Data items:
|---|
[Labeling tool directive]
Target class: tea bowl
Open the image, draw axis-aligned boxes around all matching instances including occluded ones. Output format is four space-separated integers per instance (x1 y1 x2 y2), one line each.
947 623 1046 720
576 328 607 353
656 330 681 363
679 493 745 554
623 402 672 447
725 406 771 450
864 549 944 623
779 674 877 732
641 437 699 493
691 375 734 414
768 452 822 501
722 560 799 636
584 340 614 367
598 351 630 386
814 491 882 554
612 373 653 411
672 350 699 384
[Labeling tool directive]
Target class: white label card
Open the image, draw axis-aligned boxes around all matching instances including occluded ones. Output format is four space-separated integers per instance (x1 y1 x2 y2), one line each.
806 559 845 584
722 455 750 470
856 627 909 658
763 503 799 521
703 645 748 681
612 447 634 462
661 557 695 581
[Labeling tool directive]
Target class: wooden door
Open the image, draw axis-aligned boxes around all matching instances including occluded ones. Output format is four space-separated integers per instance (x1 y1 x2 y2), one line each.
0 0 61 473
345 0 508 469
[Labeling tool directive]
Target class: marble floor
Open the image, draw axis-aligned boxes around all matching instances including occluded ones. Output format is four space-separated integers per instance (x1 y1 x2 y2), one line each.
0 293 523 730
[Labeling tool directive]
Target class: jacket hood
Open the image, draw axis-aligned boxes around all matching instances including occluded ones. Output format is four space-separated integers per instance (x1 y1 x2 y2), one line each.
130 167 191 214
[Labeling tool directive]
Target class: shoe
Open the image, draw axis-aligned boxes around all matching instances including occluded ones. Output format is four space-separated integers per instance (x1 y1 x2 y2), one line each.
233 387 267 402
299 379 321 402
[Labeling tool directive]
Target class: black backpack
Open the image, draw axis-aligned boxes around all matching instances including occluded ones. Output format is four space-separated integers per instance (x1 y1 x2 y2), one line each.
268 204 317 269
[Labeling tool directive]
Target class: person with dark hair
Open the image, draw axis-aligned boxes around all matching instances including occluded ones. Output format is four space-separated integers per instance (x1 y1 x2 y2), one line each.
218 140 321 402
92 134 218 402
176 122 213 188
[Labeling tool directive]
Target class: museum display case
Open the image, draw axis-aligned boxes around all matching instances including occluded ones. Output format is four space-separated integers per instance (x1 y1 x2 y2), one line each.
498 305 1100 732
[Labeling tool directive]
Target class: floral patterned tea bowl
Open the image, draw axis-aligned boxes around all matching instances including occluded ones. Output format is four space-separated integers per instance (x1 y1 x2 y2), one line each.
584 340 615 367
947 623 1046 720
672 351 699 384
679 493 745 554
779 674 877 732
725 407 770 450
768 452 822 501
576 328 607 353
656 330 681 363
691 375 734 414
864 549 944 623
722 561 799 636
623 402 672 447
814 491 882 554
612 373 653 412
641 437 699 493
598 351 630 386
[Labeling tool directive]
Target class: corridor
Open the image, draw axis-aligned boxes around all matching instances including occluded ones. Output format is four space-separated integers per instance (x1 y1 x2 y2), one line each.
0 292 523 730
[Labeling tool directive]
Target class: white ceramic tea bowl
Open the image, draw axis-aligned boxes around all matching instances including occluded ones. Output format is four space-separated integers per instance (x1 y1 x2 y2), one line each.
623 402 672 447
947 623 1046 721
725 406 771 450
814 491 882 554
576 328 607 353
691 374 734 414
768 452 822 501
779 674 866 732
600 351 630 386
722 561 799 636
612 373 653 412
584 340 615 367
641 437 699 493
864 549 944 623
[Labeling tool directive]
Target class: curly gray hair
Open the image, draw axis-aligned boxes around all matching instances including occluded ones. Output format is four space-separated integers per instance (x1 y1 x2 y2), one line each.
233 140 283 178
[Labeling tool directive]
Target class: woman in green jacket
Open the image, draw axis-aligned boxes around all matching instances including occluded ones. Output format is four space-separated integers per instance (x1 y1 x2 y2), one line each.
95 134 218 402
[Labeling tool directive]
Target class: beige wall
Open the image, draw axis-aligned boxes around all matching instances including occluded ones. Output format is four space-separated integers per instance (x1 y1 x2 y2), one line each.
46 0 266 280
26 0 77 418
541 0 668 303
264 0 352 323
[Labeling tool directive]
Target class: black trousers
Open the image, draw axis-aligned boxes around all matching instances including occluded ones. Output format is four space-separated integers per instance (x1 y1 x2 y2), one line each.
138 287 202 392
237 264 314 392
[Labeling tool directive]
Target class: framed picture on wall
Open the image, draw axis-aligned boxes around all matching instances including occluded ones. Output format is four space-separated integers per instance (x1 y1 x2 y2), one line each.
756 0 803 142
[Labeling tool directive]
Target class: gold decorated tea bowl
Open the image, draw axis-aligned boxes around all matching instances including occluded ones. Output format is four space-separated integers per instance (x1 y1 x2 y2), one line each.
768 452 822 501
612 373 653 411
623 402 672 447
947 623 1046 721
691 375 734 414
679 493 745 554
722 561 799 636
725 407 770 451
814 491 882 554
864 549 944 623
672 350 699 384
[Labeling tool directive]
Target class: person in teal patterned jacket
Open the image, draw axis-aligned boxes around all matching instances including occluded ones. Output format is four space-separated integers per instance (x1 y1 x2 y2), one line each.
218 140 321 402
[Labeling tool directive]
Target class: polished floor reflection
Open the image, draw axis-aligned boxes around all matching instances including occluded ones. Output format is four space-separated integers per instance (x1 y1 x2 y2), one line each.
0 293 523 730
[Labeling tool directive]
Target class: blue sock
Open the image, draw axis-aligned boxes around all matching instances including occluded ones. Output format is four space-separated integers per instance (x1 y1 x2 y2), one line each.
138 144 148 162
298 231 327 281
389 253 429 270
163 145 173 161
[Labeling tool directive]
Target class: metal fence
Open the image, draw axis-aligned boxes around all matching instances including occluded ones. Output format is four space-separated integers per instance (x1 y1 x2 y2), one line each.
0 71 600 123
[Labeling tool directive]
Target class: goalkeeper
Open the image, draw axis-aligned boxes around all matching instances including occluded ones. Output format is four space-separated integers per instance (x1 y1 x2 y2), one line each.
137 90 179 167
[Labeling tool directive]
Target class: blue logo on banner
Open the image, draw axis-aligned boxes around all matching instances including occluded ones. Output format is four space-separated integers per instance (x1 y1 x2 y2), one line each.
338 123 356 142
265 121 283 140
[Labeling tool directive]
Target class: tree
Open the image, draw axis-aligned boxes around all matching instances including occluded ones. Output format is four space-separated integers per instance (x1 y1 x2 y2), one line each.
|---|
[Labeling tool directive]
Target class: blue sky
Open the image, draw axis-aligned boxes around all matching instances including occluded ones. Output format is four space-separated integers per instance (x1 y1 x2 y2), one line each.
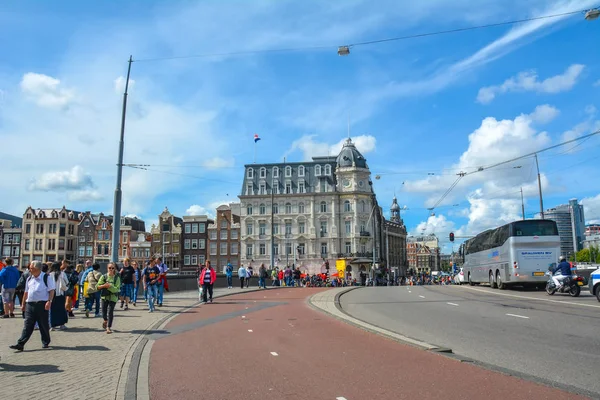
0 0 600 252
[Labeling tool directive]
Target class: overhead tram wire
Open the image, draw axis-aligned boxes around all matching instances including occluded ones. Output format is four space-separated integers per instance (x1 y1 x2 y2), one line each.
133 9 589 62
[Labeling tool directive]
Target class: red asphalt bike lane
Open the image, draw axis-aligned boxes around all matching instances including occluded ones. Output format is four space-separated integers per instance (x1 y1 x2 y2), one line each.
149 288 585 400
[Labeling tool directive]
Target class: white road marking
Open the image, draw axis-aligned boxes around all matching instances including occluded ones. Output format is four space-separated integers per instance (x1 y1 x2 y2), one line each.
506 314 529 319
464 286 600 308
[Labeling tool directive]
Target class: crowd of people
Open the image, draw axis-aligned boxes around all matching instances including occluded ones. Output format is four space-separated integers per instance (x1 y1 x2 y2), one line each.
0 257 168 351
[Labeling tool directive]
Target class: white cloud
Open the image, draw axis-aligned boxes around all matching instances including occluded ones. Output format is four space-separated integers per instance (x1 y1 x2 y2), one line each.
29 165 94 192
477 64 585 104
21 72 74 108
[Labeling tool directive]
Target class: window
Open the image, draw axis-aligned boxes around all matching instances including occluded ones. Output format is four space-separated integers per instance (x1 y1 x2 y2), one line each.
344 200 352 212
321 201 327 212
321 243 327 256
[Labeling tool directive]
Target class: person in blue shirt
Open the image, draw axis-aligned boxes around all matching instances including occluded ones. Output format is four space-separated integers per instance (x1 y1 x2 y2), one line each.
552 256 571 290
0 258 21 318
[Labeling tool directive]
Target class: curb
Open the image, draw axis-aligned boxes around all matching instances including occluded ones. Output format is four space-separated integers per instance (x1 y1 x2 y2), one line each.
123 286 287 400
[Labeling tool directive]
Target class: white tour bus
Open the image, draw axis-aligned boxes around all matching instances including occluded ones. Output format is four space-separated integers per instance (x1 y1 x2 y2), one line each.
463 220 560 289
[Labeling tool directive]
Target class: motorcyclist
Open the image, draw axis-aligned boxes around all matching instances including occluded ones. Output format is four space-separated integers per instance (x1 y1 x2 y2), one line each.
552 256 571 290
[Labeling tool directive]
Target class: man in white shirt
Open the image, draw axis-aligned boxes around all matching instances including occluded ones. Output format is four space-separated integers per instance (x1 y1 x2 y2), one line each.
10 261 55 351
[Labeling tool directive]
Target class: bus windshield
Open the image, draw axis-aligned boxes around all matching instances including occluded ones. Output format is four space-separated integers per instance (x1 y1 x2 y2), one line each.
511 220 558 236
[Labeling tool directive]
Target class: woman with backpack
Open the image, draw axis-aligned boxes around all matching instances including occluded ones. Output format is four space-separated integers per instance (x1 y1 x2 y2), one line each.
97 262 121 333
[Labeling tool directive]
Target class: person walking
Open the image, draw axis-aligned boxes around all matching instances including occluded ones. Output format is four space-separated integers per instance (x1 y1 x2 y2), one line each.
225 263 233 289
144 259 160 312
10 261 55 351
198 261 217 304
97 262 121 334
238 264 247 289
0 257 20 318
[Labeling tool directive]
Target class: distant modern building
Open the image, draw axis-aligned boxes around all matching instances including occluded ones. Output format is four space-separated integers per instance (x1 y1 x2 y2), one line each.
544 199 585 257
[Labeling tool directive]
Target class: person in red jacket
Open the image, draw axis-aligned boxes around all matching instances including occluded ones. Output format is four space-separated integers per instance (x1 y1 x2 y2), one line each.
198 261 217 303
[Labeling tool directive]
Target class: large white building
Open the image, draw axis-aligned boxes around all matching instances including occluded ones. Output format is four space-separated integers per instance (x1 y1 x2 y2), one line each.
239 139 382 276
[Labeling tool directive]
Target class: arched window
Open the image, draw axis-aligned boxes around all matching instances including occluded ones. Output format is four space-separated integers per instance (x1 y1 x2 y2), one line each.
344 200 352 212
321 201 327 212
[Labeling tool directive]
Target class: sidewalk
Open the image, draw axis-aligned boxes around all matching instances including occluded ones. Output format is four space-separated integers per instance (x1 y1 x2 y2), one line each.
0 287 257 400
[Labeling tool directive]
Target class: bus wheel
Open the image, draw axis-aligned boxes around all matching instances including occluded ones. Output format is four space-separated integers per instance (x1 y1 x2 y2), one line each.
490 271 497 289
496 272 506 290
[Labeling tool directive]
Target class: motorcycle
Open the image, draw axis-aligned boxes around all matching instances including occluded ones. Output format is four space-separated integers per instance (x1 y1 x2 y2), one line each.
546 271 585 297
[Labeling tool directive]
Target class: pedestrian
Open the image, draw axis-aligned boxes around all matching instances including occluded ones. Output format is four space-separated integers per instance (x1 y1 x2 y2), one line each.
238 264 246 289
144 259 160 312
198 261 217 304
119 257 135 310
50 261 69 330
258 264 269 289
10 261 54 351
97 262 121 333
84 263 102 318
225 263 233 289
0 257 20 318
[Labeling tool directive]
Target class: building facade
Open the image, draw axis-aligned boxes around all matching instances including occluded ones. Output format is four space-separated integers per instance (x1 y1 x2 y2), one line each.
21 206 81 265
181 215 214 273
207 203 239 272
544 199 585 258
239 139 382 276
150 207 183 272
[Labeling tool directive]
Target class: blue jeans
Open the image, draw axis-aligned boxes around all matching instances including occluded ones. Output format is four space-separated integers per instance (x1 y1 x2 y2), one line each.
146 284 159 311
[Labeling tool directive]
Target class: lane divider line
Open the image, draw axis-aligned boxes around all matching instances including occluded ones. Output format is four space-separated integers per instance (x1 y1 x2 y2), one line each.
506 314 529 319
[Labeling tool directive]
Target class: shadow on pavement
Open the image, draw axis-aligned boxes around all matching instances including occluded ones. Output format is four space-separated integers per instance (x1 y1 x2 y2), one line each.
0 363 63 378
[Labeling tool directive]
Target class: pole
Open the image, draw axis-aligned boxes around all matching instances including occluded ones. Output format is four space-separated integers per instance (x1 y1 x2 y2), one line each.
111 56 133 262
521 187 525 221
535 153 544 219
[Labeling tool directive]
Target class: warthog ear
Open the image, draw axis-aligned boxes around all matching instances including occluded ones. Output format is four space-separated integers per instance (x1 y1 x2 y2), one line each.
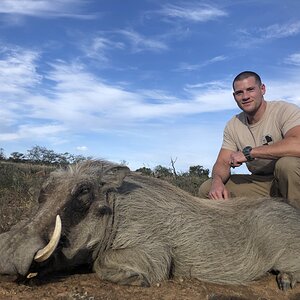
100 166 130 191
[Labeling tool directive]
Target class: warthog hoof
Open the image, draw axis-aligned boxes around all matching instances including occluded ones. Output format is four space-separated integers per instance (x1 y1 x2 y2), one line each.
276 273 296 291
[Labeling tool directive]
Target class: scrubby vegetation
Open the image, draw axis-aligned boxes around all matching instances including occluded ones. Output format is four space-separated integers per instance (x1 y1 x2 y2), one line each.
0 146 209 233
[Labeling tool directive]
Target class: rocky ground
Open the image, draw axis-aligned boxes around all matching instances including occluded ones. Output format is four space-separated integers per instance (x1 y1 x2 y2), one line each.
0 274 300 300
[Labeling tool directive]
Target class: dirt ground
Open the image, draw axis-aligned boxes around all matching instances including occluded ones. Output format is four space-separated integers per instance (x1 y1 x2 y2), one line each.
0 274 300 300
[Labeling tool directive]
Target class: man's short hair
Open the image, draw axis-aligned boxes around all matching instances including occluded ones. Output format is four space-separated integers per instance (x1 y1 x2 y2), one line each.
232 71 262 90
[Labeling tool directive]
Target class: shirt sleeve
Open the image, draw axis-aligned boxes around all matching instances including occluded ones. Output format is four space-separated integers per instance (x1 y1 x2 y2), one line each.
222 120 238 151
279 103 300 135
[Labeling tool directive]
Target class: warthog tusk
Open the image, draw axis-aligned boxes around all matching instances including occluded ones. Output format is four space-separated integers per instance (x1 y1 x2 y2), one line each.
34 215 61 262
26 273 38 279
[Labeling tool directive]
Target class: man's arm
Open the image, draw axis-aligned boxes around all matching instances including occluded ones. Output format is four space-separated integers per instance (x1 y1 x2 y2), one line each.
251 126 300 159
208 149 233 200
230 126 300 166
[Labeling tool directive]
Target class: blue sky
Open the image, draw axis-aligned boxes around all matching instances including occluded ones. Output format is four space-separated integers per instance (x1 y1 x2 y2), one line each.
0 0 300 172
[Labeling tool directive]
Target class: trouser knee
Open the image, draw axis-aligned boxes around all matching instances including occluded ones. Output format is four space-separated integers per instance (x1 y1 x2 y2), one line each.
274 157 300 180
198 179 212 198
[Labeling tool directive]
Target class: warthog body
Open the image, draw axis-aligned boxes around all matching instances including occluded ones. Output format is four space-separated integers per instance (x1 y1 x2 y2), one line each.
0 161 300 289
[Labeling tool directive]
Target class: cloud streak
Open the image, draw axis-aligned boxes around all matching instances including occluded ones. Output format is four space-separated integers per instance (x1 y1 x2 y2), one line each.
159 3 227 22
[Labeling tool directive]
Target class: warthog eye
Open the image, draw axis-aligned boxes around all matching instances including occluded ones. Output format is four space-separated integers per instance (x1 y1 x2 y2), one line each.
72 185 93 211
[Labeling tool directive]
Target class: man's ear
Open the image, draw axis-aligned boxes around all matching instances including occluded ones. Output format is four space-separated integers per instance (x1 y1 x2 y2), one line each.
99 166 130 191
|---|
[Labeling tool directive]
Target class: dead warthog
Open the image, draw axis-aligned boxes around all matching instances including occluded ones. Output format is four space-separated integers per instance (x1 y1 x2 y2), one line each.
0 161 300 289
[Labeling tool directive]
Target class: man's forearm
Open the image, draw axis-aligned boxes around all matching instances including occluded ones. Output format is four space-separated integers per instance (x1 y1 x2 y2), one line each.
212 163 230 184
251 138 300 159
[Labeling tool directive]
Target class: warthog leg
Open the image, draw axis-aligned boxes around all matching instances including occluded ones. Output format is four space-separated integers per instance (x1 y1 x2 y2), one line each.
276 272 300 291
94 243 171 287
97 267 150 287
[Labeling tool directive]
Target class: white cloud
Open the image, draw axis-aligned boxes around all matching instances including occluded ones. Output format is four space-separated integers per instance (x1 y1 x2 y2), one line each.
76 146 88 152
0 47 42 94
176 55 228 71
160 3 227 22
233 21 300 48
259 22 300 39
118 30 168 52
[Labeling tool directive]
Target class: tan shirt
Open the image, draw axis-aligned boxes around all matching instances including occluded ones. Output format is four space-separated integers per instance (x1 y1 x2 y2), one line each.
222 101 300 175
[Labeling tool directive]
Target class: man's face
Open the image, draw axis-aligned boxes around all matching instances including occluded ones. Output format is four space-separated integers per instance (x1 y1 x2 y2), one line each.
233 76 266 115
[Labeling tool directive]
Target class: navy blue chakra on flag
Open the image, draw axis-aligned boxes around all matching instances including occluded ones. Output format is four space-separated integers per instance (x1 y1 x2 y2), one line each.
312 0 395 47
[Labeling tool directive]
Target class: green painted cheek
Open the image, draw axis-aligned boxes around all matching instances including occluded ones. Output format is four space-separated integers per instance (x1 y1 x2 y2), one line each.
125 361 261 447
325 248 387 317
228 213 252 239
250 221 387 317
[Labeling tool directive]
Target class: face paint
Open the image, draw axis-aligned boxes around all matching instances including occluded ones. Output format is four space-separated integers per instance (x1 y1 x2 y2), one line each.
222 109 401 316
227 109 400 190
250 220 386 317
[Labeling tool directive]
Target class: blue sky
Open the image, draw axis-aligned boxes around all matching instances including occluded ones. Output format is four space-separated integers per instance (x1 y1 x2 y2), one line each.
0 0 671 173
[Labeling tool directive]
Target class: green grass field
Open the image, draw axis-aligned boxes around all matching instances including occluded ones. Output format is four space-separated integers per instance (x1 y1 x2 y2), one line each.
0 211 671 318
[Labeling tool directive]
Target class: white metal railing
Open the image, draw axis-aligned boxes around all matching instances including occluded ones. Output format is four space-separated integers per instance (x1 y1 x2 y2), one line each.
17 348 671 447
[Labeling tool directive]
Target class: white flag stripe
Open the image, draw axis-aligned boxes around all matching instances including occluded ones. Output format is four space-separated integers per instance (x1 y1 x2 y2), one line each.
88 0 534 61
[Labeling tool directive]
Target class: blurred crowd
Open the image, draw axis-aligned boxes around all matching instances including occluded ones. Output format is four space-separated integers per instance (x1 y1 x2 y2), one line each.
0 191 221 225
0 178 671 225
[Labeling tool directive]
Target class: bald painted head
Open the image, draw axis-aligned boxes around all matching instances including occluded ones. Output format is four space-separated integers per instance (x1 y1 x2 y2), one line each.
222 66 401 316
|---|
— Problem —
Filter the listing above, copying out every line that contains the word "patterned".

— The output —
Target class: floral patterned tea bowl
Target class: person in teal patterned jacket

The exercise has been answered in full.